[Dataset entries]
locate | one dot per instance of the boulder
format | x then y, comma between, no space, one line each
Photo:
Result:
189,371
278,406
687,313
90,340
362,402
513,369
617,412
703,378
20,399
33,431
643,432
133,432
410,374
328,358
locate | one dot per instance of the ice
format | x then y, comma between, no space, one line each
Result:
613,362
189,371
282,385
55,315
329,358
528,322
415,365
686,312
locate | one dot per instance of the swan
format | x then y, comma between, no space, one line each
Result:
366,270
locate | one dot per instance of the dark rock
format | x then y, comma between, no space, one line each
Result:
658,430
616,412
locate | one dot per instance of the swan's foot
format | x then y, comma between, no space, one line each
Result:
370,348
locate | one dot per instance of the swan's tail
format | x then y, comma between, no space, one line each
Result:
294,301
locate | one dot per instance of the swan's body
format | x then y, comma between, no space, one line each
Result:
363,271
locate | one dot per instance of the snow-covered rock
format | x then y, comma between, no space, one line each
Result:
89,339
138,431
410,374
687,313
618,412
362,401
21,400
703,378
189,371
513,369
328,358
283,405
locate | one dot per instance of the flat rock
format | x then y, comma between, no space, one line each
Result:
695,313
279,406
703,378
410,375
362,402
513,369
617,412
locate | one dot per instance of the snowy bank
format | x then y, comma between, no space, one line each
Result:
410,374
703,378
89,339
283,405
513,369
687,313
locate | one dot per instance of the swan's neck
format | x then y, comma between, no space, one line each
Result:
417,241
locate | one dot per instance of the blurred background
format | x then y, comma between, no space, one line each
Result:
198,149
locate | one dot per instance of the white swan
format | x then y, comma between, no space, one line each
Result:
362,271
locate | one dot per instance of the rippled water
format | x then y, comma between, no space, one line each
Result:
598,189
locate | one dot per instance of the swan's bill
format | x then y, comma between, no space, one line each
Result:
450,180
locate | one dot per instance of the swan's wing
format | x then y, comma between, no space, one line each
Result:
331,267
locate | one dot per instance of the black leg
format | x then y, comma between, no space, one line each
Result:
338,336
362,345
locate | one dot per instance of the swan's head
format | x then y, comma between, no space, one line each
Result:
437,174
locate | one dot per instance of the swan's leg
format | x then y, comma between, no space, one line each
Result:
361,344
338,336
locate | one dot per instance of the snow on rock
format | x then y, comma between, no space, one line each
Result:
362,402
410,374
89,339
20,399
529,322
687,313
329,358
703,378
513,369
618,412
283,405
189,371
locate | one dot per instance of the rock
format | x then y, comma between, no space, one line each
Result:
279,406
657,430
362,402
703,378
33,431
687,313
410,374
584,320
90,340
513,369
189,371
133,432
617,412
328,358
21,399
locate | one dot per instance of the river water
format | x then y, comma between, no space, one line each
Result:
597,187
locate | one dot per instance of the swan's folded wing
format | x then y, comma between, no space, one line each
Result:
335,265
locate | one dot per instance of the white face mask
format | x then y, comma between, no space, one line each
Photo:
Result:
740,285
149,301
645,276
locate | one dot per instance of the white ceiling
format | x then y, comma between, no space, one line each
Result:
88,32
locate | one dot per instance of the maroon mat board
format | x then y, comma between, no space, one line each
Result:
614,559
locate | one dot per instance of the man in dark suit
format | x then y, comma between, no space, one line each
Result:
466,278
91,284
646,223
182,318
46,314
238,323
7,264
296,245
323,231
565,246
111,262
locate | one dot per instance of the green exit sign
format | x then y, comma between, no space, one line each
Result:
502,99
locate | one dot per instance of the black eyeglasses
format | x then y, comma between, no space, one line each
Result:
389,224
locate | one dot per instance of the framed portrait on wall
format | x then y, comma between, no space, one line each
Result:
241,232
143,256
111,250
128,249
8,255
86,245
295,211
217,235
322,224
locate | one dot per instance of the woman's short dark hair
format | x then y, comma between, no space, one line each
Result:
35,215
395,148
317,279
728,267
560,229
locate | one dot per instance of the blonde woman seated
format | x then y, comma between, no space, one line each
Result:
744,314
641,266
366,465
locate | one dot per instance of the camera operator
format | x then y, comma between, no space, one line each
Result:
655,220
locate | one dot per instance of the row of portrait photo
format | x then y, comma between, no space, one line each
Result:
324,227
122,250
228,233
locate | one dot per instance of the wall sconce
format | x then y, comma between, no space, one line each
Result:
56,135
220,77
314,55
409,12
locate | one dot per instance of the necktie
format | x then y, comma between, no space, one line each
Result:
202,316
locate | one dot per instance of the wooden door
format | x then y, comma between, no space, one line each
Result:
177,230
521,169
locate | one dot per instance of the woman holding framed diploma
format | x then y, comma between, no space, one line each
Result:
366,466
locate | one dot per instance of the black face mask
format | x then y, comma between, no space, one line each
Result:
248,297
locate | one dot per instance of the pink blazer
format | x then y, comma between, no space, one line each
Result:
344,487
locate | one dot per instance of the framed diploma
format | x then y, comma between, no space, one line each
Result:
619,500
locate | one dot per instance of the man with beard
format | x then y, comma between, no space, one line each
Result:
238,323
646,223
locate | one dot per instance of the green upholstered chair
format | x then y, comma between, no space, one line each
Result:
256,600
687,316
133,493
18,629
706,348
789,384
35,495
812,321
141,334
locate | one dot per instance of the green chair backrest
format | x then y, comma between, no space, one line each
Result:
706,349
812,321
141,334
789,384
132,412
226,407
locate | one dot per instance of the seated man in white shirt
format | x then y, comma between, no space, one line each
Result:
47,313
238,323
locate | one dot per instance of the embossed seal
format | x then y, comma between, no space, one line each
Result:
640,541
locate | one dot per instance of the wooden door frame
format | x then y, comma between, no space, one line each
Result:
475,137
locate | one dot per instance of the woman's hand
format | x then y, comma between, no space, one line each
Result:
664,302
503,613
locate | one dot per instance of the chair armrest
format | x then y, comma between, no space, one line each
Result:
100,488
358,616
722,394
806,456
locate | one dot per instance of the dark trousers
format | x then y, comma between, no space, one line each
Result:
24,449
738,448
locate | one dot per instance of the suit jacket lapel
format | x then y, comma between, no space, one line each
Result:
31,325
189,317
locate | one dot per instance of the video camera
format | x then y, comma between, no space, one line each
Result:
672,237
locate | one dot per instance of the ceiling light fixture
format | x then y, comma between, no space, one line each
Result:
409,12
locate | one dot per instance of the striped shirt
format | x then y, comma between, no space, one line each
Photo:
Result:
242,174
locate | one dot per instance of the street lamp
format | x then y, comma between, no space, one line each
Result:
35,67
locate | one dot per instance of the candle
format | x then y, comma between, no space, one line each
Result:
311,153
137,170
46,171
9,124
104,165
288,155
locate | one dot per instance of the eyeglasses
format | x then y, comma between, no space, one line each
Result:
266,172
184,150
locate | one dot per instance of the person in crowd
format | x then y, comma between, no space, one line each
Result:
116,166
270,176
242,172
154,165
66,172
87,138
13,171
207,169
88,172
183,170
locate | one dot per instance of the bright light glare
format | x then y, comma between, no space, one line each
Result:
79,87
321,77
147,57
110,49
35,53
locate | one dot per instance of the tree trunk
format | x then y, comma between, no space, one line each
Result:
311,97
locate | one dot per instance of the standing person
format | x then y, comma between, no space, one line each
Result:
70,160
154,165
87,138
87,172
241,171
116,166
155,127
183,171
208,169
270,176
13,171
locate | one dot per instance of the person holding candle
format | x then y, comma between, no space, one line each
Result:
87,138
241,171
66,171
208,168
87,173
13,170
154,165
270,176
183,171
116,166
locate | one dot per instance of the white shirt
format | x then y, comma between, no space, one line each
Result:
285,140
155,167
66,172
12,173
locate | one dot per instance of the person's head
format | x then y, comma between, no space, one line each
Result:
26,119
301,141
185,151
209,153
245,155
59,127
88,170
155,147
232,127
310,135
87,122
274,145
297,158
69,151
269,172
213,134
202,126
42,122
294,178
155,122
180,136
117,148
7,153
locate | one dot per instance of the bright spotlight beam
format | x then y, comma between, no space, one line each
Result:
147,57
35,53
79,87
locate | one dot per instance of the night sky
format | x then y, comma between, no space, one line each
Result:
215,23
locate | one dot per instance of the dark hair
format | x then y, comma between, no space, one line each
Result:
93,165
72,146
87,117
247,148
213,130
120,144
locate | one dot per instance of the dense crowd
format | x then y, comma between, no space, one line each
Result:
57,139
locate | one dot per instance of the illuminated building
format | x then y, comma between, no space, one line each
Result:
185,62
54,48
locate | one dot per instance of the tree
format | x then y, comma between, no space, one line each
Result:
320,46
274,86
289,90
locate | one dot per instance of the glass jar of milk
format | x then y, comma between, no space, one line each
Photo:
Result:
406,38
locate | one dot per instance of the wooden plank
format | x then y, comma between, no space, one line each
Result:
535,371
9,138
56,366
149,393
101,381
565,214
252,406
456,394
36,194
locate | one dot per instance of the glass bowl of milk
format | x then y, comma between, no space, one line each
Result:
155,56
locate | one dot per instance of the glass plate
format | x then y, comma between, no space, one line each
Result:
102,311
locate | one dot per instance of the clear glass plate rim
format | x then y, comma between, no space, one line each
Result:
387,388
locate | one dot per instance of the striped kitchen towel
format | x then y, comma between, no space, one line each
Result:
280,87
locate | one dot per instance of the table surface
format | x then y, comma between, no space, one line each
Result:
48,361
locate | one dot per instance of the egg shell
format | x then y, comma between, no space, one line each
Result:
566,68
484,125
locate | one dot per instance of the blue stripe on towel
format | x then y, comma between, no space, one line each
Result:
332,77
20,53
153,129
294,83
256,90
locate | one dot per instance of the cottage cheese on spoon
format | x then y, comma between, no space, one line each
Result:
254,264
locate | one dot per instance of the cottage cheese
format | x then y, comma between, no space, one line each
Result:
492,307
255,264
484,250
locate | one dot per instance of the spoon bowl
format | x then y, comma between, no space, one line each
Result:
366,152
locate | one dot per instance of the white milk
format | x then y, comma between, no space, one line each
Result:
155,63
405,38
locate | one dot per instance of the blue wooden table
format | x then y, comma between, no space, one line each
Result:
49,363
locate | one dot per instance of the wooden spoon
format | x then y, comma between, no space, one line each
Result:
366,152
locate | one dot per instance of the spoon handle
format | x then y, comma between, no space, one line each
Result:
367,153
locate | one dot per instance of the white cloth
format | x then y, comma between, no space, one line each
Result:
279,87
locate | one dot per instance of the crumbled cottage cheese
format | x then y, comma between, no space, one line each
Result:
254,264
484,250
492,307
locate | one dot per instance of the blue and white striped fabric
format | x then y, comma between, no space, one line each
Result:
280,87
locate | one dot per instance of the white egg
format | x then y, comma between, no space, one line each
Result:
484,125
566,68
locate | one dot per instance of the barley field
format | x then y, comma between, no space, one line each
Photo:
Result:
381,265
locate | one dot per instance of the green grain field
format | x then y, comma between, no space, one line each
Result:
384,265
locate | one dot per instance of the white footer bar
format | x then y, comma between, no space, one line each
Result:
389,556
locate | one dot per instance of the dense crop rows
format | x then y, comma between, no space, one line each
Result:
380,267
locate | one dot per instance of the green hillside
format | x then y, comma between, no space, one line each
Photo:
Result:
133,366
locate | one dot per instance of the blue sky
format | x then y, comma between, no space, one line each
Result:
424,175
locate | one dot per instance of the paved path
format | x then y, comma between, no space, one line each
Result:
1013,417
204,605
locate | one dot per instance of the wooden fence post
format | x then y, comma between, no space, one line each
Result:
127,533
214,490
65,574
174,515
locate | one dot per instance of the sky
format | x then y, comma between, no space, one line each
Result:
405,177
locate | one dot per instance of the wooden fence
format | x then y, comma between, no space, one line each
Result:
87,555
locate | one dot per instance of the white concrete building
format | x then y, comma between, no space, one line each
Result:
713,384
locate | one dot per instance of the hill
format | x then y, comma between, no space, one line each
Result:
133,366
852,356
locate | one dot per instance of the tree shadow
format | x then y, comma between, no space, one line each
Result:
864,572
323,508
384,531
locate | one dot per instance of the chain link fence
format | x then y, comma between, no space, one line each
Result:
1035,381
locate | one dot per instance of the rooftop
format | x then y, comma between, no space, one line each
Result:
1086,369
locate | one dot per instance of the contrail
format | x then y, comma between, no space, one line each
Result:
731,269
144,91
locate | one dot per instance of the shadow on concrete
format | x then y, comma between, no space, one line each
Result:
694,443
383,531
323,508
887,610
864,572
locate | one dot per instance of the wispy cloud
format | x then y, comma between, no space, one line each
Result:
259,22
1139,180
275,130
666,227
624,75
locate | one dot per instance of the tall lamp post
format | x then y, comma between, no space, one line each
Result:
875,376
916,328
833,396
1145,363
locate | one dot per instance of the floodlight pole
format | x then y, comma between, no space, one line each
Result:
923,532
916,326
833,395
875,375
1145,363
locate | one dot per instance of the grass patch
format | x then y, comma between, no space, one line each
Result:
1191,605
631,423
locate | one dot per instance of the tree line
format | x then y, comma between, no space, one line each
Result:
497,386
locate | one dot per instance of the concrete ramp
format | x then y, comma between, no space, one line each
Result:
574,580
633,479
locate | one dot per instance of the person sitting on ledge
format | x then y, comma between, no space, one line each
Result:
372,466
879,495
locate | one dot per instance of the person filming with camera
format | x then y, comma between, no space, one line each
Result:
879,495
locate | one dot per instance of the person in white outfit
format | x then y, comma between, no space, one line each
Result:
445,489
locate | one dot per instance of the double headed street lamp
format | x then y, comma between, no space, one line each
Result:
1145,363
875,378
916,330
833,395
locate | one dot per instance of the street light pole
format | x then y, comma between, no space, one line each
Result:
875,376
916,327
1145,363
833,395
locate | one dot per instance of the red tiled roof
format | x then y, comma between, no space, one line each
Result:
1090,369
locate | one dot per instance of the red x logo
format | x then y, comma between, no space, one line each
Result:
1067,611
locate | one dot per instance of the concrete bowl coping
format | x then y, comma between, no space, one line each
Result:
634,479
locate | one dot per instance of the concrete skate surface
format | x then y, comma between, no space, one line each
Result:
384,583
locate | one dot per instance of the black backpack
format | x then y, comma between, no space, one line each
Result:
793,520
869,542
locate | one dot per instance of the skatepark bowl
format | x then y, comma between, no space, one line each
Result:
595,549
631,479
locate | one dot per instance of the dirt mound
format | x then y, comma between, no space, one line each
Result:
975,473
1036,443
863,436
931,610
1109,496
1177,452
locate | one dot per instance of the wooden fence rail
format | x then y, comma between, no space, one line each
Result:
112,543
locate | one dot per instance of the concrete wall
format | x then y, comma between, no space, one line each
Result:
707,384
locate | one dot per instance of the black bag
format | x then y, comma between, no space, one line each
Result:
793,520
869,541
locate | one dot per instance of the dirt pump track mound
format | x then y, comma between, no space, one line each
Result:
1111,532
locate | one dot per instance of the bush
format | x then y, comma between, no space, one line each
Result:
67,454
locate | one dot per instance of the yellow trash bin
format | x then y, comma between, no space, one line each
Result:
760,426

TASK PROMPT
Scan the records above for the string "swan", then select every line that holds it.

OUTPUT FOR THIS TASK
locate | one dot per instance of the swan
locate | one dot per instance of the swan's foot
locate | one dot per instance of the swan's tail
locate | one dot per instance of the swan's body
locate | one dot per instance of the swan's neck
locate | one dot per instance of the white swan
locate | one dot per instance of the swan's bill
locate | one dot per instance of the swan's wing
locate | one dot per instance of the swan's head
locate | one dot per instance of the swan's leg
locate | one dot per instance of the swan's folded wing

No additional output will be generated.